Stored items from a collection

┄┄┄┄┄┄┄┄┄┄┄┄┄┄┄┄┄┄┄┄

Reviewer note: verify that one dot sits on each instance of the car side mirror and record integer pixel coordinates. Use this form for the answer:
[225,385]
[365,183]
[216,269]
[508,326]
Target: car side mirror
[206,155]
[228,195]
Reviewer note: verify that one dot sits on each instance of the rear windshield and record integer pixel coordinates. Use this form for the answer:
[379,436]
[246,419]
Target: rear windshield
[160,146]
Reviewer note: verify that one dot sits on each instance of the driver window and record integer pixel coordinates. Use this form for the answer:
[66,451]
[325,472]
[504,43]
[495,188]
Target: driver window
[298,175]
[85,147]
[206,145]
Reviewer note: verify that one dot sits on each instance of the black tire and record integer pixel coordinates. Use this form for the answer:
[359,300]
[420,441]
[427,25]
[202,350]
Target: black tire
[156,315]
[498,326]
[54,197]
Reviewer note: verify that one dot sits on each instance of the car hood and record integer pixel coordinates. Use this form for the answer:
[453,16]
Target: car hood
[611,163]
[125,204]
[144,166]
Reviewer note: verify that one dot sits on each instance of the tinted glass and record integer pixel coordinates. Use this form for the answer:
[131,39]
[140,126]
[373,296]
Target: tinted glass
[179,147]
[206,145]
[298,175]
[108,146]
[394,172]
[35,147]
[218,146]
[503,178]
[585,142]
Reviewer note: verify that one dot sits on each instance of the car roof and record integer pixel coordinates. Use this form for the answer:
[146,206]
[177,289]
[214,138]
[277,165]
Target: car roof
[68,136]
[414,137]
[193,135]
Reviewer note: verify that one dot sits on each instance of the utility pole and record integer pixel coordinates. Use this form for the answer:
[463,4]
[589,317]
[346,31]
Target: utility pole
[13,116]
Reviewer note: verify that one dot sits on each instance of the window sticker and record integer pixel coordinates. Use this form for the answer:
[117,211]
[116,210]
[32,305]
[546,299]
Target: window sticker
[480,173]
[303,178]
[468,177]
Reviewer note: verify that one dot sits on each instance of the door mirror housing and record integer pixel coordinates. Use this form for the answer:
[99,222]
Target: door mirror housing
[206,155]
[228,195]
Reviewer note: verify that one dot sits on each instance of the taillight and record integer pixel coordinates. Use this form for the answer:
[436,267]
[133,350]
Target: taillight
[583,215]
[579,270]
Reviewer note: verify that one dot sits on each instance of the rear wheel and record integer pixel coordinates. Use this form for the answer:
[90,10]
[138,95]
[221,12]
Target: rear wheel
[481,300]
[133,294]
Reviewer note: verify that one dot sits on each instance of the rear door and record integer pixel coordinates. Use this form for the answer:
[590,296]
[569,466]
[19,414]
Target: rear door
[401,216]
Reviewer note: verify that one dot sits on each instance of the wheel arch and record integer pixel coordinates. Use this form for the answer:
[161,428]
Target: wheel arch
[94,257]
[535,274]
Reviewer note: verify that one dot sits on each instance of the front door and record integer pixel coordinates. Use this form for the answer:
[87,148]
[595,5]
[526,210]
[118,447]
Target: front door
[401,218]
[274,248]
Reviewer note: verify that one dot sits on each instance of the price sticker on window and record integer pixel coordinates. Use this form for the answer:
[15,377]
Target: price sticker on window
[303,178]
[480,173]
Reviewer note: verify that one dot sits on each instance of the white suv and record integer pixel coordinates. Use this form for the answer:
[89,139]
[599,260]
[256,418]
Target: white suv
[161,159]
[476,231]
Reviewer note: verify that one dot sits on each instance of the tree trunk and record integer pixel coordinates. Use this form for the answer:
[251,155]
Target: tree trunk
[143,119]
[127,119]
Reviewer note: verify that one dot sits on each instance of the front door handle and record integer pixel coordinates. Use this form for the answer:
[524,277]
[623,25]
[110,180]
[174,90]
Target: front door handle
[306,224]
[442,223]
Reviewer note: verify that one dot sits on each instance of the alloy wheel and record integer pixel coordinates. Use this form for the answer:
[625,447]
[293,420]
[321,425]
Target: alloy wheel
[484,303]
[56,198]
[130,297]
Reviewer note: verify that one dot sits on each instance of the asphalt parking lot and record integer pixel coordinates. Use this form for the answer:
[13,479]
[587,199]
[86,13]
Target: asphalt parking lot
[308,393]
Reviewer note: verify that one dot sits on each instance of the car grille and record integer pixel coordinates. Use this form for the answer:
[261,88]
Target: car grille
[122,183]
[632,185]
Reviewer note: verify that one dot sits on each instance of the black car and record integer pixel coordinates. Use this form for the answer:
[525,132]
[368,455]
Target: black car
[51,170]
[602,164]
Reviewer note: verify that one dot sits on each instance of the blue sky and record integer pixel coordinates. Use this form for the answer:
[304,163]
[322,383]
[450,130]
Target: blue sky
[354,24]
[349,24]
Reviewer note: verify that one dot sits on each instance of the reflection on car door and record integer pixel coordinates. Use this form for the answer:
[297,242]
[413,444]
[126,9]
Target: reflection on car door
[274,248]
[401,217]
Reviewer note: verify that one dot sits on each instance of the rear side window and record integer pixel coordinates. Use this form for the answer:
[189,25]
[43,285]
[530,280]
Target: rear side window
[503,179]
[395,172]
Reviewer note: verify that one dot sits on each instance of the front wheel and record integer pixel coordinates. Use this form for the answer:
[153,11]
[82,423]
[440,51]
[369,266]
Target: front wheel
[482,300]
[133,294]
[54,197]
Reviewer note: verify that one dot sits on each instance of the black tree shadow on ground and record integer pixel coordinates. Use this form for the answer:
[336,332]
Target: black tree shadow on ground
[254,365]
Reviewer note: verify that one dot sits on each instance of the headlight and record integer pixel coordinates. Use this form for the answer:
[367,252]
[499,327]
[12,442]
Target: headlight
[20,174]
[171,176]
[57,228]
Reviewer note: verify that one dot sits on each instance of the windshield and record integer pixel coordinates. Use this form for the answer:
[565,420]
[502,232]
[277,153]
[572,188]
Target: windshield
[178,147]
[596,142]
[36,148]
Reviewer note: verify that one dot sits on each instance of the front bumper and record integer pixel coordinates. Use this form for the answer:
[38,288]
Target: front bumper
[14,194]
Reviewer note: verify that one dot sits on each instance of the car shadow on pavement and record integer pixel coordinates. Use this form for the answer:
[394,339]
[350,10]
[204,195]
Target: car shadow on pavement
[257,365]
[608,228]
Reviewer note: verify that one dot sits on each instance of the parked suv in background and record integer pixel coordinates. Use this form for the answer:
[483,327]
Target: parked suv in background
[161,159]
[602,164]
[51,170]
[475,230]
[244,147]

┄┄┄┄┄┄┄┄┄┄┄┄┄┄┄┄┄┄┄┄

** Exercise directions **
All of the entries above must be output word for word.

** Response area **
Reviewer note: verify that one dot sits on each instance of the car side mirror and record integer pixel coordinates. Use this form for the answer:
[225,385]
[365,183]
[216,269]
[508,326]
Target: car side mirror
[206,155]
[228,195]
Reviewer note: verify that one dot sits on each instance of the rear windshield and record integer pixel coordinates. Use this form for the answer:
[379,436]
[246,419]
Target: rear windshield
[160,146]
Reviewer note: verify that one dot sits on each instance of the driver window and record integer pixel coordinates. Use this form for the answer:
[66,451]
[325,472]
[504,43]
[495,188]
Target: driver window
[298,175]
[85,147]
[206,145]
Reviewer note: verify that one dot sits on each instance of the black tire and record integer pixel coordinates. Use this form for the answer:
[359,300]
[420,441]
[427,25]
[202,350]
Target: black tire
[156,315]
[498,326]
[54,197]
Reviewer note: verify that one dot sits on each instance of the car hood and record integer pixel coordinates. Use this form for the answer:
[453,16]
Target: car hood
[611,163]
[125,204]
[144,166]
Reviewer note: verify that one dot sits on each instance of the tinted glass and record integer pixel coordinates. Use this form for the answer:
[131,39]
[140,126]
[373,296]
Target: tinted glass
[179,147]
[206,145]
[298,175]
[108,146]
[394,172]
[35,147]
[218,146]
[503,178]
[585,142]
Reviewer note: verify that one dot sits on each instance of the car roof and record integer pixel coordinates. Use this form for the answer:
[146,206]
[177,289]
[214,138]
[277,165]
Target: car roof
[68,136]
[414,137]
[193,135]
Reviewer note: verify that one dot sits on each instance of the utility pole and record integer pixel coordinates. Use this form for the answer:
[463,4]
[589,317]
[346,31]
Target: utility pole
[13,116]
Reviewer note: verify that one dot sits on each instance of the window sticker and record integer pixel coordinates. Use this form for the answer:
[117,211]
[116,210]
[32,305]
[546,299]
Target: window sticker
[480,173]
[303,178]
[468,177]
Reviewer note: verify that one dot sits on each instance of the door mirror housing and record integer pixel coordinates. Use this form for the answer:
[99,222]
Target: door mirror housing
[206,155]
[228,195]
Reviewer note: verify that one dot sits on each instance of the taillight and record integer pixel coordinates. Use this form for the answer:
[436,267]
[133,350]
Target: taillight
[583,215]
[579,270]
Reviewer note: verify that one dot sits on each instance of the rear wheel and record integer pixel coordinates. Use this form for the answer:
[90,10]
[138,95]
[221,12]
Target: rear wheel
[481,300]
[133,294]
Reviewer note: verify that one dot sits on each instance of the rear door and record integer pixel coordinates. Use this form for the answer:
[590,296]
[569,466]
[19,414]
Target: rear door
[401,216]
Reviewer note: verify that one dot sits on each instance of the wheel arch and record integer pixel coordinates. Use this form for the answer:
[161,428]
Target: wheel arch
[94,257]
[535,274]
Reviewer note: verify that one dot sits on each instance of the front door and record integer pixel coordinates. Use this form for the answer:
[87,148]
[595,5]
[526,210]
[118,447]
Target: front door
[401,218]
[274,248]
Reviewer note: verify that one dot sits on each instance of the price sticker on window and record integer pixel coordinates. Use this form for the answer:
[15,377]
Target: price sticker on window
[303,178]
[480,173]
Reviewer note: verify that one dot sits on each instance of the white suv and record integer pixel coordinates. Use this form for the answer:
[89,139]
[599,260]
[256,418]
Target: white suv
[161,159]
[476,231]
Reviewer note: verify that one dot sits on each instance of the tree trunk and record integer pixel coordinates. Use this form for the answer:
[251,155]
Target: tree trunk
[143,119]
[127,119]
Reviewer note: verify that one dot sits on each instance of the front door handle and record integer pixel coordinates. Use this form for the answer:
[524,277]
[623,25]
[110,180]
[174,90]
Target: front door handle
[306,224]
[442,223]
Reviewer note: verify that one dot sits on each instance of the alloy wheel and record integer pixel coordinates. Use this form for the answer:
[625,447]
[293,420]
[321,425]
Target: alloy wheel
[484,303]
[56,198]
[130,297]
Reviewer note: verify that one dot sits on each instance of the asphalt parking lot and record integer pixel coordinates. Use this form for the answer:
[13,479]
[587,199]
[86,13]
Target: asphalt parking lot
[308,393]
Reviewer note: verify that one dot sits on each instance of the car grille and record integer pixel coordinates. Use this form for the answer:
[261,88]
Target: car grille
[122,183]
[632,185]
Reviewer note: verify that one dot sits on each instance of the black car and record integer pixel coordinates. Use this form for the answer:
[525,132]
[368,455]
Target: black car
[51,170]
[602,164]
Reviewer note: verify that one dot sits on each instance of the blue sky and record integer pixel coordinates. Use this form for the answer:
[304,163]
[322,383]
[450,130]
Target: blue sky
[354,24]
[349,24]
Reviewer note: verify that one dot sits on each instance of the reflection on car door and record integer pixel coordinates. Use this form for the answer:
[297,242]
[413,444]
[126,9]
Target: reflection on car door
[274,248]
[401,217]
Reviewer note: verify that one dot sits on each instance of the rear side window and record integer pixel coordinates. Use this form for the answer:
[189,25]
[43,285]
[530,280]
Target: rear side window
[503,179]
[395,172]
Reviewer note: verify that one dot sits on each instance of the front wheel and record integer pixel coordinates. Use this form for the answer:
[153,11]
[82,423]
[440,51]
[369,266]
Target: front wheel
[482,300]
[133,294]
[54,197]
Reviewer note: verify that one dot sits on each instance of the black tree shadow on ground and record integer pixel coordinates. Use this form for the answer:
[336,332]
Target: black tree shadow on ground
[254,365]
Reviewer note: verify that one dot sits on each instance of the headlight and record integer pixel coordinates. Use this form for the answer:
[367,252]
[499,327]
[12,442]
Target: headlight
[20,174]
[171,176]
[57,228]
Reviewer note: verify that one dot sits on each instance of the windshield and record integer pixel coordinates. Use this form for the answer:
[565,420]
[502,232]
[277,153]
[572,188]
Target: windshield
[178,147]
[596,142]
[36,148]
Reviewer note: verify that one dot sits on each instance of the front bumper and record integer pixel coordinates. Use this form for the answer:
[38,288]
Target: front bumper
[14,194]
Reviewer note: verify that one dot sits on each instance of the car shadow on pavement and record integer pixel coordinates. Use this form for the answer:
[394,339]
[350,10]
[204,195]
Target: car shadow on pavement
[257,365]
[608,228]
Reviewer note: verify that one dot sits on each instance of the parked suv in background and record integer pixel coordinates. Use this form for the answer:
[483,327]
Target: parked suv in background
[161,159]
[602,164]
[51,170]
[475,230]
[244,147]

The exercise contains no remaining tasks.